Passage to read
◇ ◇ ◇ ◇ ◇ ◇ ◇
The Supplementary Table 1 summarizes the descriptions of the structural characteristics performed in the present work and in the literature for Eugeniinae and other Myrteae subtribes.

Seed anatomy in Eugeniinae

Ovule

Curvature and integument number

For Myrcianthes pungens (O. Berg) D. Legrand, the ovule is anatropous, tending to campylotropous (Figure 1A). Most of the studied species of Eugenia have a campylotropous ovule (Figures 1B,C,E,F), which is bitegmic (Figures 1A,B,H–K) except Eugenia arenosa Mattos, E. dysenterica DC., E. uniflora (Figures 1C–E), E. brasiliensis Lam., E. subterminalis DC., E. florida DC (Figure 1F), and E. egensis DC. The micropylar channel is non-linear in the bitegmic species (Figure 1A); the number of cell layers in the integuments increases in the micropylar region when compared to the number found in the anti-raphe (Figures 1A–F). In E. arenosa, E. uniflora (Figure 1E), and E. florida (Figure 1F), the ovule is pachychalazal and the well-developed pachychalaza is evidenced by the vascular bundles branched throughout the integument, as seen in transverse section (Figure 1G), and by the outer integument restricted to the lower half, as seen in longitudinal section (Figures 1E,F).
◇ ◇ ◇ ◇ ◇ ◇ ◇
Task description
Reproduce the full passage on Eugeniinae seed anatomy, word for word. Work only from the passage on Eugeniinae seed anatomy.

Excerpted records
◇ ◇ ◇ ◇ ◇ ◇ ◇
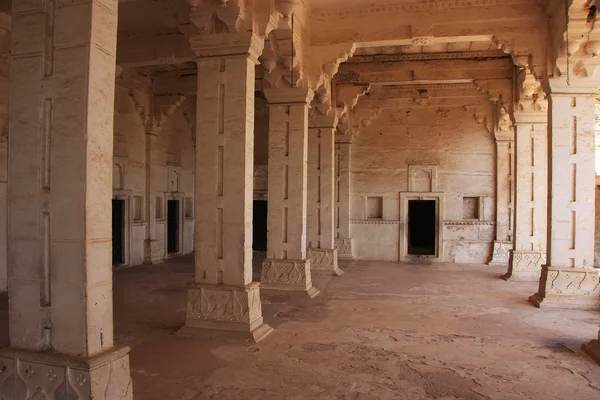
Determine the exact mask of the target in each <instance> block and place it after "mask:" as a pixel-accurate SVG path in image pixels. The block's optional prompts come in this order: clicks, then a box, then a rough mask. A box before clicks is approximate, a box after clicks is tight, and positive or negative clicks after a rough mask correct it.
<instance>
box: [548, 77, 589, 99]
mask: <svg viewBox="0 0 600 400" xmlns="http://www.w3.org/2000/svg"><path fill="white" fill-rule="evenodd" d="M542 87H543V88H544V91H545V92H546V93H547V95H548V96H555V97H557V96H567V97H596V96H598V87H600V82H599V81H598V80H594V79H571V84H570V85H567V82H566V79H564V78H553V79H548V80H546V81H544V82H543V84H542Z"/></svg>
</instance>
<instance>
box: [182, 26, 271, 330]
mask: <svg viewBox="0 0 600 400" xmlns="http://www.w3.org/2000/svg"><path fill="white" fill-rule="evenodd" d="M250 39H251V41H252V42H251V43H249V44H248V46H249V49H250V53H249V54H241V55H236V56H228V57H226V58H221V57H218V58H200V59H199V60H198V77H199V78H198V97H197V123H196V171H195V177H194V179H195V181H194V182H195V217H196V218H195V249H196V251H195V271H196V273H195V283H194V284H193V285H192V286H191V287H190V289H189V291H188V306H187V317H186V326H185V327H184V331H187V332H189V331H190V330H191V329H190V328H209V329H224V330H236V331H243V332H249V333H250V334H251V335H252V337H253V339H254V340H256V341H258V340H260V339H262V338H263V337H265V336H266V335H267V334H268V333H270V332H271V331H272V329H271V328H269V327H268V326H267V325H265V324H264V323H263V317H262V305H261V301H260V292H259V283H258V282H252V190H253V170H254V167H253V157H254V71H255V63H256V57H257V54H254V49H255V48H258V46H253V45H252V44H253V43H254V42H255V41H258V40H259V39H258V38H257V37H255V36H252V37H251V38H250Z"/></svg>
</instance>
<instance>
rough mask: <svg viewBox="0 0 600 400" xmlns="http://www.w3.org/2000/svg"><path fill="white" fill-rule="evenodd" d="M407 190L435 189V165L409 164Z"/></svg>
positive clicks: (435, 186)
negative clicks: (407, 188) (418, 164)
mask: <svg viewBox="0 0 600 400" xmlns="http://www.w3.org/2000/svg"><path fill="white" fill-rule="evenodd" d="M408 191H409V192H427V193H431V192H435V191H437V165H409V166H408Z"/></svg>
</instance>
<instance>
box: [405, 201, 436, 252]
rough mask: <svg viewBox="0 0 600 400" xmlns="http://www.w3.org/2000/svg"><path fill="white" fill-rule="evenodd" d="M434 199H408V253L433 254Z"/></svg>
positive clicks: (433, 251) (434, 249)
mask: <svg viewBox="0 0 600 400" xmlns="http://www.w3.org/2000/svg"><path fill="white" fill-rule="evenodd" d="M435 212H436V207H435V200H409V201H408V254H410V255H428V256H429V255H431V256H433V255H435V247H436V244H435V236H436V232H435V229H436V227H435V223H436V215H435Z"/></svg>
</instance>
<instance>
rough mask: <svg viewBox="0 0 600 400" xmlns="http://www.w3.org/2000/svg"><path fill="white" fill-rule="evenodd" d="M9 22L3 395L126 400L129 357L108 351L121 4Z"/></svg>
◇ ◇ ◇ ◇ ◇ ◇ ◇
Solution to this task
The Supplementary Table 1 summarizes the descriptions of the structural characteristics performed in the present work and in the literature for Eugeniinae and other Myrteae subtribes.

Seed anatomy in Eugeniinae

Ovule

Curvature and integument number

For Myrcianthes pungens (O. Berg) D. Legrand, the ovule is anatropous, tending to campylotropous (Figure 1A). Most of the studied species of Eugenia have a campylotropous ovule (Figures 1B,C,E,F), which is bitegmic (Figures 1A,B,H–K) except Eugenia arenosa Mattos, E. dysenterica DC., E. uniflora (Figures 1C–E), E. brasiliensis Lam., E. subterminalis DC., E. florida DC (Figure 1F), and E. egensis DC. The micropylar channel is non-linear in the bitegmic species (Figure 1A); the number of cell layers in the integuments increases in the micropylar region when compared to the number found in the anti-raphe (Figures 1A–F). In E. arenosa, E. uniflora (Figure 1E), and E. florida (Figure 1F), the ovule is pachychalazal and the well-developed pachychalaza is evidenced by the vascular bundles branched throughout the integument, as seen in transverse section (Figure 1G), and by the outer integument restricted to the lower half, as seen in longitudinal section (Figures 1E,F).